## begin GIVEN DATA

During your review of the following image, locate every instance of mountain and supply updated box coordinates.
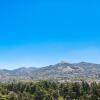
[0,61,100,81]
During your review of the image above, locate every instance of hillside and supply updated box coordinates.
[0,62,100,81]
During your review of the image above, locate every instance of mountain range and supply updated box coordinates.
[0,61,100,82]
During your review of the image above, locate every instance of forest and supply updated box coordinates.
[0,81,100,100]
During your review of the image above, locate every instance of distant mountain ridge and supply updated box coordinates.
[0,61,100,81]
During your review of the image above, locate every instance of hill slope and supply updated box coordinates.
[0,62,100,81]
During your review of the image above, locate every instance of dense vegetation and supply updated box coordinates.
[0,81,100,100]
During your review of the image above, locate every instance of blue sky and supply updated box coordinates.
[0,0,100,69]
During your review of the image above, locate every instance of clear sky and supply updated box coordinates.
[0,0,100,69]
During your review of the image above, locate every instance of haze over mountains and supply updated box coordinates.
[0,61,100,82]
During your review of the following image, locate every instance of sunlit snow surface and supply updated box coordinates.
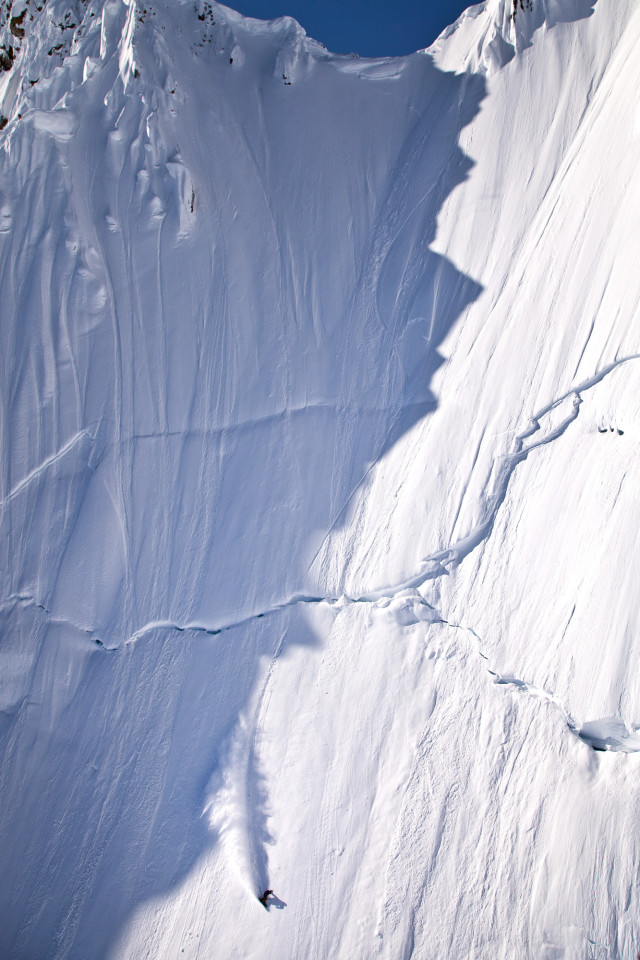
[0,0,640,960]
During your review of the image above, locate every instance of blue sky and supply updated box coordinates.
[230,0,476,57]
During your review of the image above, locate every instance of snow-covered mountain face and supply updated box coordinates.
[0,0,640,960]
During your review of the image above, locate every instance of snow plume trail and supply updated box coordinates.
[204,716,268,897]
[203,632,286,897]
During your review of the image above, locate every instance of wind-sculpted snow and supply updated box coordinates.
[0,0,640,960]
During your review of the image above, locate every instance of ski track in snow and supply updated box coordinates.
[0,430,95,507]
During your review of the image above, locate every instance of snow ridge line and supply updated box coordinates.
[357,353,640,601]
[0,353,640,652]
[432,608,640,753]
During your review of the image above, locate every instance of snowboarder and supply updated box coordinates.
[258,890,273,910]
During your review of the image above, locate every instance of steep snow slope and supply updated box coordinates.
[0,0,640,960]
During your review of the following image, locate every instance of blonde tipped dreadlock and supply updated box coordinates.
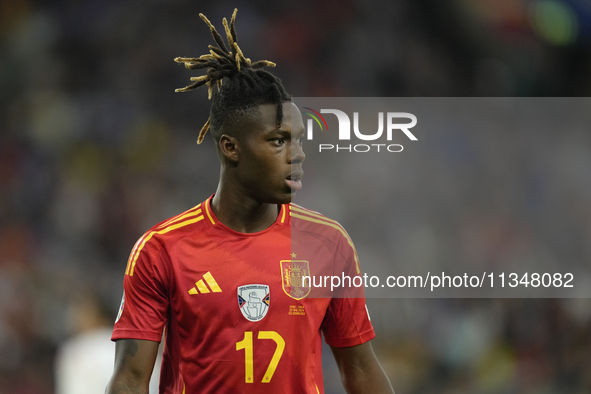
[174,9,291,144]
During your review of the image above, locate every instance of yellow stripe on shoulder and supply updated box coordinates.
[158,204,201,228]
[129,215,203,276]
[289,204,361,274]
[125,204,201,274]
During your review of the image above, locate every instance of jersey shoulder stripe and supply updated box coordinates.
[289,203,361,274]
[125,204,203,276]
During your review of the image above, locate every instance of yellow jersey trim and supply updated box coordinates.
[126,215,203,276]
[290,207,361,274]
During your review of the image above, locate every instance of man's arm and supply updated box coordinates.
[105,339,158,394]
[330,342,394,394]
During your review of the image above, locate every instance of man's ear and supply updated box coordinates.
[219,134,238,163]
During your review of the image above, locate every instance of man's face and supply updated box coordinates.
[236,102,306,204]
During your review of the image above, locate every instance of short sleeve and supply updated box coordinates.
[111,238,170,342]
[321,233,375,347]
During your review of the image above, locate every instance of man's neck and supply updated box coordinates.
[211,183,279,233]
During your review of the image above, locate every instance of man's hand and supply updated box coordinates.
[330,342,394,394]
[105,339,158,394]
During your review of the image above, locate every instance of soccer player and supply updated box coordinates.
[107,11,393,394]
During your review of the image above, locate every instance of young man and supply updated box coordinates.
[107,11,393,394]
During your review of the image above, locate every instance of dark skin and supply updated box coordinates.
[106,102,394,394]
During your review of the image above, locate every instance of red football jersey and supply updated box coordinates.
[112,197,375,394]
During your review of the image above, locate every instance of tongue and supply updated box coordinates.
[286,179,302,192]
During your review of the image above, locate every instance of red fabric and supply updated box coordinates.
[112,199,374,394]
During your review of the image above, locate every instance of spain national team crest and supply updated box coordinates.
[280,260,310,300]
[238,285,270,321]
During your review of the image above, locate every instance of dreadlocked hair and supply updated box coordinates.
[174,9,291,144]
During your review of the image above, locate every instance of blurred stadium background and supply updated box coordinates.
[0,0,591,394]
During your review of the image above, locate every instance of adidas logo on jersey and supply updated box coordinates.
[189,272,222,295]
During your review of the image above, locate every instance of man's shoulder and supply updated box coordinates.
[289,203,351,242]
[136,203,208,251]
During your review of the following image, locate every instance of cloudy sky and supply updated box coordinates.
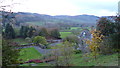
[0,0,120,16]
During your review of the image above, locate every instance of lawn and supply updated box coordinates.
[19,47,42,61]
[72,54,118,66]
[20,63,49,66]
[71,27,80,30]
[60,32,72,38]
[13,38,28,45]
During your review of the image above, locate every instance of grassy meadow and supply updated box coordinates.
[19,47,42,61]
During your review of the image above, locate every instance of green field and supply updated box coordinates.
[60,32,73,38]
[26,22,44,26]
[13,38,28,45]
[72,54,118,66]
[19,47,42,61]
[71,27,80,30]
[19,63,49,66]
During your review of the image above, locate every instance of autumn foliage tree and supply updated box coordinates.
[86,30,104,59]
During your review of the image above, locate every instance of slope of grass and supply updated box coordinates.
[72,54,118,66]
[71,27,80,30]
[13,38,28,45]
[60,32,72,38]
[19,63,49,66]
[26,22,44,26]
[19,47,42,61]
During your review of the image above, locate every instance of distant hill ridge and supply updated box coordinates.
[15,12,99,24]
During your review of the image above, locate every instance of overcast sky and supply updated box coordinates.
[0,0,120,16]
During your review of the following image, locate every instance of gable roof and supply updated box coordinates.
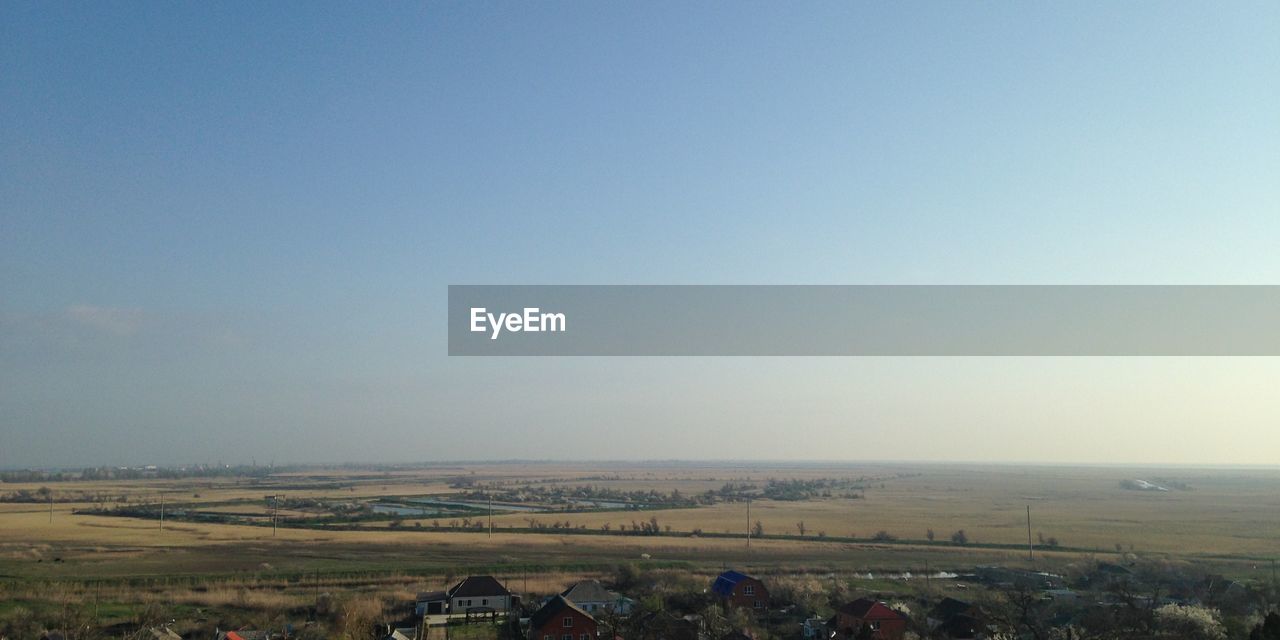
[712,571,759,596]
[837,598,906,620]
[529,595,595,628]
[561,580,618,603]
[449,576,511,598]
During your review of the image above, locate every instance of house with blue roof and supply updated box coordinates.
[712,571,769,611]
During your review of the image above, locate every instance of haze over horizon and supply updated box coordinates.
[0,1,1280,467]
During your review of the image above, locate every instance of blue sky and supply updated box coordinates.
[0,3,1280,466]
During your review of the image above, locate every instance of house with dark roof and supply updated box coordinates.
[712,571,769,609]
[529,595,599,640]
[561,580,635,616]
[835,598,906,640]
[448,576,512,613]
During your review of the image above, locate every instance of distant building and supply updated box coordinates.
[529,595,599,640]
[712,571,769,609]
[413,576,513,616]
[561,580,635,616]
[836,598,906,640]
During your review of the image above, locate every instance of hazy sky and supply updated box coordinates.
[0,1,1280,466]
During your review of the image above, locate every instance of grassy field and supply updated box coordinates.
[0,463,1280,580]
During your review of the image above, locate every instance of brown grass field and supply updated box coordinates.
[0,463,1280,580]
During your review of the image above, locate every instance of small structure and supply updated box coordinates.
[561,580,635,616]
[712,571,769,609]
[800,618,829,640]
[413,591,449,618]
[836,598,906,640]
[529,595,599,640]
[218,628,271,640]
[413,576,515,617]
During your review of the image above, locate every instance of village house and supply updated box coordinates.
[529,595,599,640]
[712,571,769,609]
[413,576,515,616]
[561,580,635,616]
[835,598,906,640]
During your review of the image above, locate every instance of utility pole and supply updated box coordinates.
[924,559,932,603]
[1027,504,1036,562]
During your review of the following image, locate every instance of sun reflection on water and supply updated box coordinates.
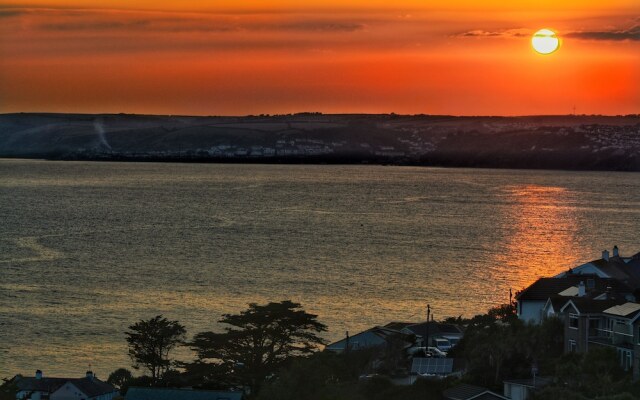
[493,185,588,290]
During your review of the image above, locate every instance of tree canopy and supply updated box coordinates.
[125,315,186,381]
[187,300,327,393]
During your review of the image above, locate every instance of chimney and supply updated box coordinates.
[578,281,585,297]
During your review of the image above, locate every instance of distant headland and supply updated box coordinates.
[0,112,640,171]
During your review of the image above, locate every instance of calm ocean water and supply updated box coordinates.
[0,160,640,378]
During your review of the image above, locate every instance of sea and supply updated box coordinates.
[0,159,640,379]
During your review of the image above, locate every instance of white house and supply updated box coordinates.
[14,370,118,400]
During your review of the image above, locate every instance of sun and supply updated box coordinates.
[531,29,560,54]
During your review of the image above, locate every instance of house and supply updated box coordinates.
[400,321,464,352]
[516,273,635,323]
[325,326,415,353]
[560,298,624,352]
[503,377,552,400]
[442,384,508,400]
[14,370,119,400]
[125,387,243,400]
[411,357,465,378]
[556,246,640,288]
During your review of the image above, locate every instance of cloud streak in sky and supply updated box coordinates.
[564,24,640,41]
[453,24,640,41]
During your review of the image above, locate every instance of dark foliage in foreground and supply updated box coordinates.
[185,300,327,393]
[125,315,186,381]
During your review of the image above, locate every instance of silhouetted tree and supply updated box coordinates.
[107,368,133,389]
[0,376,20,400]
[189,300,327,394]
[125,315,186,381]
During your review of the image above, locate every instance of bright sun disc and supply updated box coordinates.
[531,29,560,54]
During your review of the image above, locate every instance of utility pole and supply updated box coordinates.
[424,304,431,352]
[344,331,349,354]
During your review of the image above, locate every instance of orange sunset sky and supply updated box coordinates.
[0,0,640,115]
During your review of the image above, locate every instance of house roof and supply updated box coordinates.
[561,253,640,288]
[411,357,453,375]
[442,384,506,400]
[326,326,414,351]
[560,297,626,314]
[16,377,117,397]
[603,303,640,317]
[16,377,71,393]
[405,321,463,337]
[384,321,416,331]
[504,376,553,389]
[516,274,633,301]
[124,387,242,400]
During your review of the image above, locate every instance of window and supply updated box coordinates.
[569,315,578,329]
[618,349,633,371]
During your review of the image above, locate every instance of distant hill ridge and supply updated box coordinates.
[0,113,640,171]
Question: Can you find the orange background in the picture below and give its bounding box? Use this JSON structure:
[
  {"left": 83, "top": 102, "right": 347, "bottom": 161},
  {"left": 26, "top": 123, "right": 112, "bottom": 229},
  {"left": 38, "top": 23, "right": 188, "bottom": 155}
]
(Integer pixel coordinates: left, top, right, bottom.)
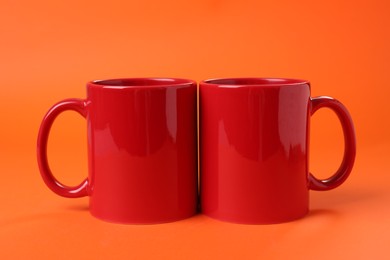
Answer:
[{"left": 0, "top": 0, "right": 390, "bottom": 259}]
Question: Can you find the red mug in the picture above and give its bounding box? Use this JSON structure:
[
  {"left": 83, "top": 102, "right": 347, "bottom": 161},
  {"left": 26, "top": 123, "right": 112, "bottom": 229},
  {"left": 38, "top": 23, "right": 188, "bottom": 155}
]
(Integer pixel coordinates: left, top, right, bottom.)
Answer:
[
  {"left": 199, "top": 78, "right": 356, "bottom": 224},
  {"left": 37, "top": 78, "right": 198, "bottom": 224}
]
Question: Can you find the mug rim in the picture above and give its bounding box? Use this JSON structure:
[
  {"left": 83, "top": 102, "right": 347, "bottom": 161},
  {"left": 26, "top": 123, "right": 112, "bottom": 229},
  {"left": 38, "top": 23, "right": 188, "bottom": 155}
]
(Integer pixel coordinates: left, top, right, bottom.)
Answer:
[
  {"left": 87, "top": 77, "right": 196, "bottom": 89},
  {"left": 200, "top": 77, "right": 310, "bottom": 88}
]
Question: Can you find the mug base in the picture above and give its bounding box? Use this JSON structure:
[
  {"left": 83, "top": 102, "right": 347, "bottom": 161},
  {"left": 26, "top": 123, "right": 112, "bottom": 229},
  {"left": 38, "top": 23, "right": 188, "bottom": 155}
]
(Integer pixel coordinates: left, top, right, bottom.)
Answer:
[{"left": 203, "top": 210, "right": 309, "bottom": 225}]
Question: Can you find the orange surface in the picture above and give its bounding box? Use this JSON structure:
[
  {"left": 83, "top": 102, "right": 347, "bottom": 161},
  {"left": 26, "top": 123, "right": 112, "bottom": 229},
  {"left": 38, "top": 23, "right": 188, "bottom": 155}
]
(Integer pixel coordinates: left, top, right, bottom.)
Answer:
[{"left": 0, "top": 0, "right": 390, "bottom": 259}]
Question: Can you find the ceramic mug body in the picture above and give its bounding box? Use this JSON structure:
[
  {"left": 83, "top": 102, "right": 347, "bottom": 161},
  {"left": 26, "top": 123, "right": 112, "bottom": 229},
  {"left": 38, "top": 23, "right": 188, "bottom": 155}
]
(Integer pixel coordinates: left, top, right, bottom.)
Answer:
[
  {"left": 38, "top": 78, "right": 198, "bottom": 223},
  {"left": 199, "top": 78, "right": 355, "bottom": 224}
]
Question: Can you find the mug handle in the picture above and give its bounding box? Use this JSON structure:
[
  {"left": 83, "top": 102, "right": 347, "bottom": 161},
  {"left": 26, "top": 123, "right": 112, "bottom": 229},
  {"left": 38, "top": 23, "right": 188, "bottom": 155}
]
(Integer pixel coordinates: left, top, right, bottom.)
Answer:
[
  {"left": 37, "top": 98, "right": 88, "bottom": 198},
  {"left": 309, "top": 96, "right": 356, "bottom": 191}
]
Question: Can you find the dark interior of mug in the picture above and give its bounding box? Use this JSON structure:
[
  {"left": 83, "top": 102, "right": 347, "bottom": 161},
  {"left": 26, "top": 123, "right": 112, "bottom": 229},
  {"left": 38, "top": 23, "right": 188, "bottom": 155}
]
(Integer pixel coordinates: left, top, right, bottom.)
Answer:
[
  {"left": 204, "top": 78, "right": 307, "bottom": 86},
  {"left": 93, "top": 78, "right": 192, "bottom": 87}
]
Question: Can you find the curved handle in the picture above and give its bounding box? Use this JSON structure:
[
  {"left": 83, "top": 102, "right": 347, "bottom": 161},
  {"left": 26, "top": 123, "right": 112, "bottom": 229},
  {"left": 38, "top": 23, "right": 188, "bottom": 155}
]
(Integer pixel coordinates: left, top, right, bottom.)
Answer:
[
  {"left": 37, "top": 99, "right": 88, "bottom": 198},
  {"left": 309, "top": 96, "right": 356, "bottom": 191}
]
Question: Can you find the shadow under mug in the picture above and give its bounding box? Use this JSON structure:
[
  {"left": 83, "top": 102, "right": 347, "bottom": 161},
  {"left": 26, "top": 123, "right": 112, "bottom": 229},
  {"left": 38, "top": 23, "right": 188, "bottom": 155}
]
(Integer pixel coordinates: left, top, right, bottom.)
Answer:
[
  {"left": 199, "top": 78, "right": 356, "bottom": 224},
  {"left": 37, "top": 78, "right": 198, "bottom": 224}
]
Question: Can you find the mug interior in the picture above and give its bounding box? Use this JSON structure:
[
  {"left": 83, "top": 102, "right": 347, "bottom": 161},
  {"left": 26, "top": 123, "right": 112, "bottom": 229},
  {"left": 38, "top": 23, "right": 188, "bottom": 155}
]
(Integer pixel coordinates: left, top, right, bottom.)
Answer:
[
  {"left": 91, "top": 78, "right": 195, "bottom": 87},
  {"left": 203, "top": 78, "right": 308, "bottom": 86}
]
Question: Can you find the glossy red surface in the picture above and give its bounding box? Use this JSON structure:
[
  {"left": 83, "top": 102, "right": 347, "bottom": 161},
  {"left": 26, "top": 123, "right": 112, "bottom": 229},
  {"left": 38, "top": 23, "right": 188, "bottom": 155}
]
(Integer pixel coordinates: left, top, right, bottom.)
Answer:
[
  {"left": 199, "top": 78, "right": 355, "bottom": 224},
  {"left": 37, "top": 78, "right": 198, "bottom": 223}
]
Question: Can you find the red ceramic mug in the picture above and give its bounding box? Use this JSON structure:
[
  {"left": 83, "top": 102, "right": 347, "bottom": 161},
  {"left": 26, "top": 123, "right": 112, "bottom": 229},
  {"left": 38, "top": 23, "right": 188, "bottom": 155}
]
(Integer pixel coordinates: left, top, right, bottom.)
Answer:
[
  {"left": 37, "top": 78, "right": 198, "bottom": 224},
  {"left": 199, "top": 78, "right": 356, "bottom": 224}
]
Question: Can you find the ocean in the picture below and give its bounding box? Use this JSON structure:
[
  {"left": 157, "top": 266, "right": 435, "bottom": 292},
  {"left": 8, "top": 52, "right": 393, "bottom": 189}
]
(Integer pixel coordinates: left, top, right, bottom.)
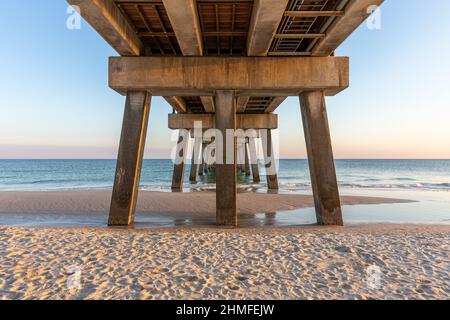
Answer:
[
  {"left": 0, "top": 159, "right": 450, "bottom": 225},
  {"left": 0, "top": 159, "right": 450, "bottom": 192}
]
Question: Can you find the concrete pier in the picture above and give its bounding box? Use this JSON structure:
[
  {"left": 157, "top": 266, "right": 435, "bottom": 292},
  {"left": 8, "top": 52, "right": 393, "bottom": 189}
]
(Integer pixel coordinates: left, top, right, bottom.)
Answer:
[
  {"left": 300, "top": 91, "right": 344, "bottom": 225},
  {"left": 108, "top": 91, "right": 151, "bottom": 226},
  {"left": 244, "top": 138, "right": 250, "bottom": 176},
  {"left": 261, "top": 130, "right": 278, "bottom": 191},
  {"left": 189, "top": 138, "right": 202, "bottom": 182},
  {"left": 172, "top": 130, "right": 189, "bottom": 192},
  {"left": 71, "top": 0, "right": 383, "bottom": 226},
  {"left": 215, "top": 91, "right": 237, "bottom": 227},
  {"left": 248, "top": 138, "right": 261, "bottom": 183}
]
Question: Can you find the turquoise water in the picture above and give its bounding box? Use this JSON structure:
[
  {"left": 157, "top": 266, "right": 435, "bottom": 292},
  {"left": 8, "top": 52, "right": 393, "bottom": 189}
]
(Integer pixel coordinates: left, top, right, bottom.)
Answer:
[
  {"left": 0, "top": 160, "right": 450, "bottom": 227},
  {"left": 0, "top": 160, "right": 450, "bottom": 191}
]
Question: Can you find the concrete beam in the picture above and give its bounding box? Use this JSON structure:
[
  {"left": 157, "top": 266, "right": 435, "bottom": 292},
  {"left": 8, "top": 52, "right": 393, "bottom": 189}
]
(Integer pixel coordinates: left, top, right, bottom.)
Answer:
[
  {"left": 108, "top": 92, "right": 151, "bottom": 226},
  {"left": 163, "top": 0, "right": 203, "bottom": 56},
  {"left": 109, "top": 57, "right": 349, "bottom": 96},
  {"left": 164, "top": 97, "right": 187, "bottom": 113},
  {"left": 169, "top": 111, "right": 278, "bottom": 130},
  {"left": 312, "top": 0, "right": 384, "bottom": 57},
  {"left": 67, "top": 0, "right": 143, "bottom": 56},
  {"left": 236, "top": 96, "right": 250, "bottom": 113},
  {"left": 300, "top": 91, "right": 343, "bottom": 225},
  {"left": 247, "top": 0, "right": 288, "bottom": 56},
  {"left": 264, "top": 97, "right": 286, "bottom": 113},
  {"left": 200, "top": 96, "right": 216, "bottom": 113}
]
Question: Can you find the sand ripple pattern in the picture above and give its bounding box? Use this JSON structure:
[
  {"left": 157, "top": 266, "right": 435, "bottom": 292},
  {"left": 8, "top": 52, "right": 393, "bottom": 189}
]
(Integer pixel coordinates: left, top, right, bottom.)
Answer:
[{"left": 0, "top": 227, "right": 450, "bottom": 299}]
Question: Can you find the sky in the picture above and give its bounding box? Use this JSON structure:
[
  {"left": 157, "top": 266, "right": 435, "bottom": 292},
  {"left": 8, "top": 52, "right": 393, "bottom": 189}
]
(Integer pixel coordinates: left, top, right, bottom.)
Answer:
[{"left": 0, "top": 0, "right": 450, "bottom": 159}]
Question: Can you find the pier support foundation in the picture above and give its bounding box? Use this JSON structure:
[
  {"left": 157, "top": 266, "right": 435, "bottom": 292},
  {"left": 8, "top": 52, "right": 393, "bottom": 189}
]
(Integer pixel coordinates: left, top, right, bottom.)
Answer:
[
  {"left": 189, "top": 138, "right": 202, "bottom": 182},
  {"left": 108, "top": 91, "right": 151, "bottom": 226},
  {"left": 172, "top": 130, "right": 189, "bottom": 192},
  {"left": 244, "top": 139, "right": 250, "bottom": 176},
  {"left": 248, "top": 138, "right": 261, "bottom": 183},
  {"left": 215, "top": 91, "right": 237, "bottom": 227},
  {"left": 262, "top": 129, "right": 278, "bottom": 191},
  {"left": 300, "top": 91, "right": 343, "bottom": 226}
]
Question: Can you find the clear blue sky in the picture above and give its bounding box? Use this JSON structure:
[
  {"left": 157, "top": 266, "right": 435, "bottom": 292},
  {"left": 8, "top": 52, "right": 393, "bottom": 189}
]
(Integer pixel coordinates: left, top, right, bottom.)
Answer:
[{"left": 0, "top": 0, "right": 450, "bottom": 158}]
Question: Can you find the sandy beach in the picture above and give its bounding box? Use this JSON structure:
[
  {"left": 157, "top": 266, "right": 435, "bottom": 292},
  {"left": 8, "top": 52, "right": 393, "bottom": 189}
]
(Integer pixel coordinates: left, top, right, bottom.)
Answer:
[
  {"left": 0, "top": 191, "right": 450, "bottom": 299},
  {"left": 0, "top": 190, "right": 413, "bottom": 218},
  {"left": 0, "top": 225, "right": 450, "bottom": 299}
]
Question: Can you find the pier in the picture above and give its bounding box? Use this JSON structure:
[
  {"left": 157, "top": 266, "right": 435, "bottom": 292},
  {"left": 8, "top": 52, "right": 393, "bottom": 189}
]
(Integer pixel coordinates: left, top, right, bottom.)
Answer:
[{"left": 67, "top": 0, "right": 383, "bottom": 227}]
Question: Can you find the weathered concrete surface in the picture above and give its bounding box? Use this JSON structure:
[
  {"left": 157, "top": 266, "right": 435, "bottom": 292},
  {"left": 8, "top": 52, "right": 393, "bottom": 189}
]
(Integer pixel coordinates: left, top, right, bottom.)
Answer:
[
  {"left": 264, "top": 97, "right": 286, "bottom": 113},
  {"left": 164, "top": 97, "right": 187, "bottom": 113},
  {"left": 200, "top": 96, "right": 216, "bottom": 113},
  {"left": 67, "top": 0, "right": 143, "bottom": 56},
  {"left": 162, "top": 0, "right": 203, "bottom": 56},
  {"left": 248, "top": 138, "right": 261, "bottom": 183},
  {"left": 300, "top": 91, "right": 344, "bottom": 225},
  {"left": 247, "top": 0, "right": 289, "bottom": 56},
  {"left": 109, "top": 57, "right": 349, "bottom": 96},
  {"left": 261, "top": 130, "right": 278, "bottom": 191},
  {"left": 244, "top": 142, "right": 250, "bottom": 176},
  {"left": 312, "top": 0, "right": 384, "bottom": 57},
  {"left": 236, "top": 96, "right": 250, "bottom": 113},
  {"left": 172, "top": 130, "right": 189, "bottom": 191},
  {"left": 215, "top": 91, "right": 237, "bottom": 227},
  {"left": 108, "top": 92, "right": 151, "bottom": 226},
  {"left": 169, "top": 113, "right": 278, "bottom": 130},
  {"left": 189, "top": 138, "right": 202, "bottom": 182}
]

## end GIVEN DATA

### DIRECTIONS:
Copy verbatim the lines of the records starting at the line containing "building and supply updated box coordinates." and ending at the line containing "[413,576,515,617]", including both of those lines.

### EXPECTED OUTPUT:
During your review of the image above, locate every instance of distant building and supply updated box coordinates.
[529,595,599,640]
[712,571,769,609]
[413,576,513,616]
[561,580,635,616]
[836,598,906,640]
During your review of the image above, locate every instance of hazy sky and supply updated box coordinates.
[0,1,1280,466]
During your review of the image above, locate every instance of grassy field and supply updated box coordinates.
[0,463,1280,580]
During your review of the image above, locate every instance of brown grass field and supply updated box coordinates.
[0,463,1280,580]
During your review of the image above, locate every instance of small structure and supply updated box coordinates.
[561,580,635,616]
[712,571,769,609]
[800,618,829,640]
[413,591,449,618]
[836,598,906,640]
[529,595,599,640]
[218,628,271,640]
[413,576,515,617]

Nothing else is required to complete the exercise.